[Data records]
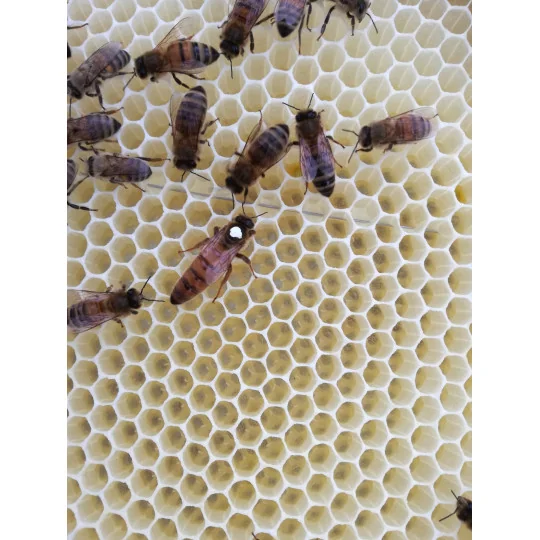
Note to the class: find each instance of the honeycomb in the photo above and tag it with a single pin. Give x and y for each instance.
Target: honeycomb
(330, 397)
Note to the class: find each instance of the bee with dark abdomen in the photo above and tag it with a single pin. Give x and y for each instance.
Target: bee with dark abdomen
(239, 25)
(104, 63)
(289, 14)
(73, 28)
(408, 127)
(356, 11)
(92, 128)
(463, 510)
(120, 170)
(95, 308)
(316, 157)
(260, 152)
(215, 258)
(175, 53)
(72, 185)
(187, 120)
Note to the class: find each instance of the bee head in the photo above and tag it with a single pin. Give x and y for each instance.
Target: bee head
(229, 49)
(140, 68)
(134, 298)
(245, 221)
(306, 115)
(231, 184)
(365, 137)
(73, 91)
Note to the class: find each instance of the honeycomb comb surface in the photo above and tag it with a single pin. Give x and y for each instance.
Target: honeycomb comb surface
(330, 397)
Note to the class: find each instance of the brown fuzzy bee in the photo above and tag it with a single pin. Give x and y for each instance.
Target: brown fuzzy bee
(95, 308)
(408, 127)
(73, 28)
(316, 157)
(215, 258)
(260, 152)
(104, 63)
(72, 185)
(187, 120)
(463, 511)
(289, 13)
(356, 11)
(239, 25)
(175, 53)
(120, 170)
(92, 128)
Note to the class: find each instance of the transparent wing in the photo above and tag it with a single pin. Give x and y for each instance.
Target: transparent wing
(183, 29)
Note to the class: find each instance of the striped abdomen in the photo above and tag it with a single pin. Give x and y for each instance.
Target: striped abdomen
(92, 128)
(188, 124)
(188, 57)
(288, 14)
(200, 275)
(118, 62)
(268, 148)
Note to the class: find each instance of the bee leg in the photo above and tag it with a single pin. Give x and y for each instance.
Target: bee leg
(351, 16)
(225, 279)
(198, 245)
(248, 262)
(323, 28)
(330, 138)
(178, 81)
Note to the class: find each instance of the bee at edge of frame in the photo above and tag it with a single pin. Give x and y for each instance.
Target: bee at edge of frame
(96, 308)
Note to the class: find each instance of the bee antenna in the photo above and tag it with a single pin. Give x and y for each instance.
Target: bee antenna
(376, 30)
(127, 84)
(145, 284)
(291, 106)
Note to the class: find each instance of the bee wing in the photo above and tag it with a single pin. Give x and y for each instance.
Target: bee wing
(93, 68)
(183, 29)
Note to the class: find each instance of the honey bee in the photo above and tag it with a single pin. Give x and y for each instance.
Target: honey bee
(239, 25)
(316, 157)
(71, 175)
(187, 120)
(215, 257)
(92, 128)
(408, 127)
(73, 28)
(259, 154)
(356, 10)
(95, 308)
(120, 169)
(290, 13)
(175, 53)
(104, 63)
(463, 511)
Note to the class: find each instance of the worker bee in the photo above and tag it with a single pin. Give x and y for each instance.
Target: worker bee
(215, 257)
(260, 152)
(239, 25)
(71, 175)
(408, 127)
(92, 128)
(463, 510)
(187, 120)
(73, 28)
(290, 13)
(104, 63)
(95, 308)
(175, 53)
(316, 157)
(356, 11)
(120, 169)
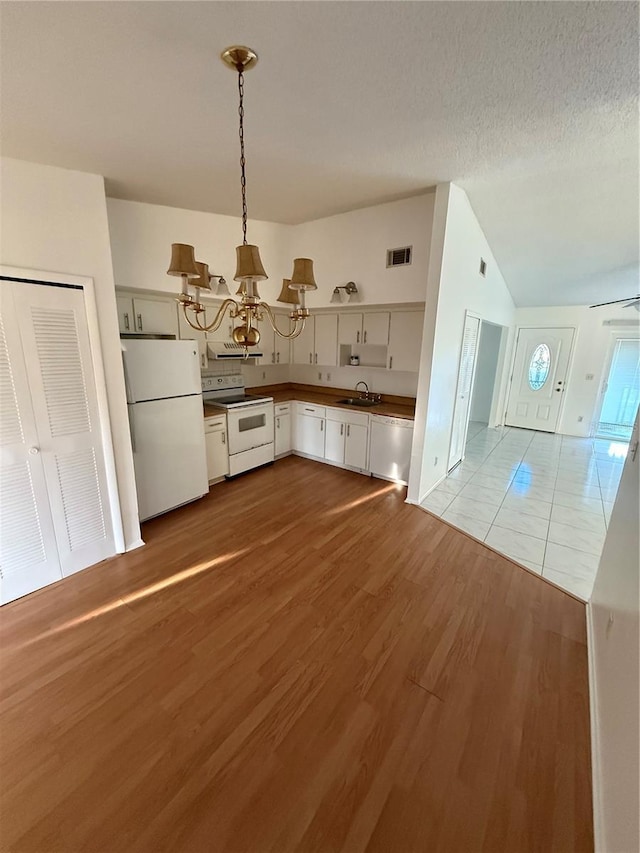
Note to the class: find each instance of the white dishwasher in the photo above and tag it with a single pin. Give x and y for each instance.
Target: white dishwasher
(390, 448)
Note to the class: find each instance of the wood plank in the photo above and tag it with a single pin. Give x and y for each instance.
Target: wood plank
(346, 673)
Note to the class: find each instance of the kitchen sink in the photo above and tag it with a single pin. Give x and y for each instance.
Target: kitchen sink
(358, 401)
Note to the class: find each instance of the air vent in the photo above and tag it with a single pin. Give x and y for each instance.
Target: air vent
(399, 257)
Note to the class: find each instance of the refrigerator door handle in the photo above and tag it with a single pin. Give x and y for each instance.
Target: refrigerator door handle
(127, 383)
(132, 428)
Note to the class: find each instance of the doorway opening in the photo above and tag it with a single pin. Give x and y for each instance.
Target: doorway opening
(621, 393)
(484, 383)
(479, 378)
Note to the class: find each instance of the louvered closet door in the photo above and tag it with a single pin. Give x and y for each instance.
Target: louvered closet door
(28, 548)
(59, 369)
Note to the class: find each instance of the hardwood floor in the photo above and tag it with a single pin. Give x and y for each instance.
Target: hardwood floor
(349, 674)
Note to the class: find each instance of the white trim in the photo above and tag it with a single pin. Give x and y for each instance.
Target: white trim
(595, 744)
(433, 488)
(91, 313)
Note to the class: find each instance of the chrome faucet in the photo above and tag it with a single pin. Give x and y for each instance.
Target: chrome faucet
(366, 393)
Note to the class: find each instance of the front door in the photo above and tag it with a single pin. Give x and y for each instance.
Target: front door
(539, 378)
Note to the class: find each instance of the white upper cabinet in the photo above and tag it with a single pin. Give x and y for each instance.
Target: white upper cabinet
(326, 340)
(405, 340)
(350, 329)
(375, 329)
(358, 329)
(147, 316)
(303, 345)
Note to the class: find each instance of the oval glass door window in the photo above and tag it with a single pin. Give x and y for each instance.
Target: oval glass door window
(539, 367)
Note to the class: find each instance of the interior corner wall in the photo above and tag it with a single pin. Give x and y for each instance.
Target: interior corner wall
(353, 247)
(591, 347)
(614, 664)
(55, 220)
(459, 288)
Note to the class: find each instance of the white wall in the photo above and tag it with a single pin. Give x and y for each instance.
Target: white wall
(590, 352)
(454, 286)
(614, 640)
(142, 234)
(56, 220)
(486, 372)
(353, 247)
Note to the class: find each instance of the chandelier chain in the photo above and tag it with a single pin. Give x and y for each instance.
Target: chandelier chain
(243, 177)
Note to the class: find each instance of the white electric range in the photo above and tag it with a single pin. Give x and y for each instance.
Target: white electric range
(249, 421)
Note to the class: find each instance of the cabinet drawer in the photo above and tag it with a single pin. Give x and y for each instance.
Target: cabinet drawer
(346, 416)
(311, 410)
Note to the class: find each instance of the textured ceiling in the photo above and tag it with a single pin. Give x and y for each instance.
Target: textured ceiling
(532, 107)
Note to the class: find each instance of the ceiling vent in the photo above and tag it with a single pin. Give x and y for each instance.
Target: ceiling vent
(399, 257)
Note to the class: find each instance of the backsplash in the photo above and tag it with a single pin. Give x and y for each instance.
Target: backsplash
(380, 381)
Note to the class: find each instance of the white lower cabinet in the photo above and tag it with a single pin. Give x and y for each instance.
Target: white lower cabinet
(215, 433)
(282, 428)
(346, 438)
(308, 432)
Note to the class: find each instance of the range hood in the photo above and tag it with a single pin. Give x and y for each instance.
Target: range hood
(229, 349)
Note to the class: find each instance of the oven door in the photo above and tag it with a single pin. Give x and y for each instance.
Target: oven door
(249, 426)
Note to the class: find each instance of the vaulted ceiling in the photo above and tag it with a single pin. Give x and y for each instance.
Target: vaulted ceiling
(532, 107)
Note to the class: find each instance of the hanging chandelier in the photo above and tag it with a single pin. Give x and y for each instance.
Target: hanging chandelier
(249, 309)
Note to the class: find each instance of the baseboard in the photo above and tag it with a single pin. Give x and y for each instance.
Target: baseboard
(428, 492)
(598, 840)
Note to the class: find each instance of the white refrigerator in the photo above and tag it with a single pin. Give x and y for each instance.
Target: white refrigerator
(164, 399)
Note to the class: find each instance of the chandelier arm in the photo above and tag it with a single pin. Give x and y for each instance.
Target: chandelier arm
(296, 331)
(217, 320)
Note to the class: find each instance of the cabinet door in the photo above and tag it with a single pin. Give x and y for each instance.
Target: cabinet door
(350, 329)
(326, 340)
(355, 449)
(126, 322)
(375, 329)
(282, 434)
(309, 435)
(405, 340)
(334, 442)
(155, 317)
(303, 351)
(217, 453)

■ **Written problem**:
Keep the pictures out of the copy and return the rest of the data above exactly.

■ **Reply**:
Note to the class: find each instance of the honeycomb in the photo above and tag it with a single pin. Give x and y for each instance.
Target: honeycomb
(330, 397)
Note to the class: find each instance of the bee with dark abdomen in the photo above and tag it with a single pin. Give x and y for each instance.
Target: bee with dark abdomen
(239, 25)
(104, 63)
(289, 14)
(73, 28)
(408, 127)
(356, 11)
(92, 128)
(463, 510)
(120, 170)
(95, 308)
(316, 157)
(260, 152)
(215, 258)
(175, 53)
(72, 185)
(187, 120)
Note to the class: find each instance of the bee head in the photo above and tag it with a single pin. Give x and y for each instance.
Target: bee head
(229, 49)
(140, 68)
(134, 298)
(245, 221)
(306, 115)
(231, 184)
(365, 137)
(73, 91)
Note to the class: find each instance of the honeycomb comb surface in the photo above and tag it with a single pin. Give x and y for each instance.
Target: honeycomb comb surface
(330, 397)
Note to the class: find each instance of the brown fuzzy bee in the photo above and tag it with a single pin. Give x and y for each instance.
Target: brown fuzzy bee
(95, 308)
(408, 127)
(73, 28)
(316, 157)
(215, 258)
(260, 152)
(104, 63)
(72, 185)
(187, 120)
(463, 511)
(289, 13)
(356, 11)
(239, 25)
(175, 53)
(120, 170)
(92, 128)
Note to the class: find each instance of the transparent wing in the photo above and tag it with a single pin. Give x and y for each instance.
Target: transparent wing
(183, 29)
Note to the class: find each instance of the striped abdomen in the photo above and tag it with a single pin. Give x and y for each instance.
Target: striped abdomen
(92, 128)
(188, 124)
(188, 57)
(288, 14)
(200, 275)
(118, 62)
(268, 148)
Note to the class: find each instance of the bee leg in the photo above and tag it with a single pin. Give x and y for each instance.
Target: bee leg
(351, 16)
(225, 279)
(198, 245)
(248, 262)
(323, 28)
(330, 138)
(178, 81)
Note to the class: find each instance of the bee at edge of frame in the photo above and tag it with a single pin. Give x and y for each instance.
Target: bee at edge of frame
(96, 308)
Note to the class: find each instance of the bee antenna in the photo above and tag it with a single pin. Give x and y for each instance.
Target: bee antenna
(376, 30)
(127, 84)
(145, 284)
(291, 106)
Note to the class: find each instance of the bee wing in the photo above and tag it with a single pin. Give x and y for each instance.
Target: bee wing
(93, 68)
(183, 29)
Note to the class: find each instance of the honey bee in the photo above and tag it with a single pin. Give x and y for each instance.
Target: honey bee
(239, 25)
(316, 157)
(71, 175)
(187, 120)
(215, 257)
(92, 128)
(408, 127)
(73, 28)
(259, 154)
(356, 10)
(95, 308)
(120, 169)
(290, 13)
(175, 53)
(104, 63)
(463, 511)
Note to the class: find each instance of the worker bee in the photo above and tag it with a single pin. Give x and y for each instance.
Target: worker bee
(215, 257)
(260, 152)
(239, 25)
(71, 175)
(408, 127)
(92, 128)
(463, 510)
(187, 120)
(73, 28)
(290, 13)
(104, 63)
(95, 308)
(175, 53)
(316, 157)
(356, 11)
(120, 169)
Note to the class: find each instance of the white dishwasher in the photo above and tag it with a single pin. Give x and y for each instance.
Target: white dishwasher
(390, 448)
Note to the class: find each instance of the wood plank in the photo above and tag it with a single pin. Give x and y for each instance.
Target: wood plank
(346, 673)
Note to the class: find each instance of the kitchen sink in the photo above and tag it with a single pin. Give x and y for each instance.
Target: kitchen sink
(358, 401)
Note to the class: find each instance of the air vent in the photo above and tag it with a single pin. Give x and y for each instance.
Target: air vent
(399, 257)
Note to the class: find each instance of the refrigerator door handle in the photo above and tag it with a single pin. Give x and y for each instance.
Target: refrigerator door handle
(127, 383)
(132, 428)
Note to the class: find each instance of the doorway opening in the photo above and tag it with a single pin. Give x and y for each instance.
Target: doorway opening
(621, 393)
(484, 383)
(479, 378)
Note to the class: find each instance of the louvered closet door in the photo above and tag it with a single pin. Give x and y for each instance.
Target: louvered closet door
(28, 548)
(59, 369)
Note to the class: find each instance of the hardwood floor in the photo above and tag it with a single pin. Give x and y for each instance.
Target: hardwood floor
(349, 674)
Note to the class: find each instance of the white trim in the photo above and tag it with a single pin. Give x and y for each instance.
Target: white trim
(595, 744)
(433, 488)
(91, 313)
Note to the class: find each instance of the chrome faucet in the photo above and tag it with a single pin. Give x and y for each instance.
Target: chrome faucet
(366, 393)
Note to the class: find each instance of the front door in the photo above and tag it with a single pin. Give x and y for each instance.
Target: front door
(539, 378)
Note to the class: find each instance of the white upper cabinet in the photo above and tag it with a single pin. Give x and y for each instance.
Target: white upper cabinet
(326, 340)
(405, 340)
(350, 329)
(375, 329)
(358, 329)
(147, 316)
(303, 345)
Note to the class: find each instance of the oval glass door window in the photo above and tag it with a single pin. Give x and y for each instance.
Target: oval glass door window
(539, 367)
Note to the class: find each instance of the interior corner wall in the photo above and tag it with a single pin. Give x and y for each instance.
Target: interior corner wall
(353, 247)
(591, 347)
(614, 664)
(55, 220)
(459, 288)
Note to the class: find each instance of the white wall in the photo above and tag it with a single pin. Give x and y for each instance.
Target: white wall
(590, 352)
(454, 286)
(614, 640)
(142, 234)
(56, 220)
(486, 372)
(353, 247)
Note to the class: find each instance of the chandelier chain in the photo above and tag it with a single pin. Give x and y for each instance.
Target: chandelier chain
(243, 177)
Note to the class: find each instance of the white electric range in the photo above and tag it with a single pin. Give x and y for each instance.
Target: white electric range
(249, 421)
Note to the class: find each instance of the cabinet drawer in the photo above and tag it with a single pin. Give x and y for each instance.
Target: cabinet drawer
(346, 416)
(311, 410)
Note to the class: find each instance of the textured ceiling in the photo above and tag it with a single pin. Give x and y for each instance.
Target: textured ceiling
(532, 107)
Note to the class: find each instance of the ceiling vent in the photo above and tag it with a single pin. Give x and y for each instance.
Target: ceiling vent
(399, 257)
Note to the class: find each instance of the backsplash in the photo above and tag it with a single pin. Give x and y for each instance.
Target: backsplash
(380, 381)
Note to the class: find each instance of the white lower cabinet in the photo above and tag it with a single pin. Give x and y for each instance.
Target: white lower cabinet
(215, 433)
(282, 428)
(346, 438)
(308, 432)
Note to the class: find each instance of the range hood in the photo above and tag it with a single pin. Give x and y for each instance.
Target: range hood
(229, 349)
Note to the class: find each instance of the oven door in the photo above and tag it with a single pin. Give x and y for each instance.
Target: oven door
(249, 426)
Note to the class: find each instance of the vaulted ceiling in the photo above and tag it with a single pin. Give x and y for each instance.
Target: vaulted ceiling
(532, 107)
Note to the class: find each instance of the hanging chandelier in the photo above and tag it with a single pin. Give x and y for each instance.
Target: hanging chandelier
(249, 309)
Note to the class: find each instance of the baseboard in the photo above and tag it with a single pin. Give x and y for each instance.
Target: baseboard
(428, 492)
(598, 840)
Note to the class: find each instance of the white refrigerator in the photo above and tag it with a single pin. Give x and y for each instance.
Target: white refrigerator
(164, 399)
Note to the class: find each instance of the chandelier arm in the photo above and tag it with a single pin. Give x and y for each instance.
Target: chandelier arm
(296, 331)
(217, 320)
Note to the class: find each instance of the cabinet door in the photo above and tag it with a single pin. Give x and y for each instance.
Target: cabinet door
(350, 329)
(326, 340)
(355, 449)
(126, 322)
(375, 329)
(282, 434)
(309, 435)
(405, 340)
(334, 442)
(155, 317)
(303, 351)
(217, 453)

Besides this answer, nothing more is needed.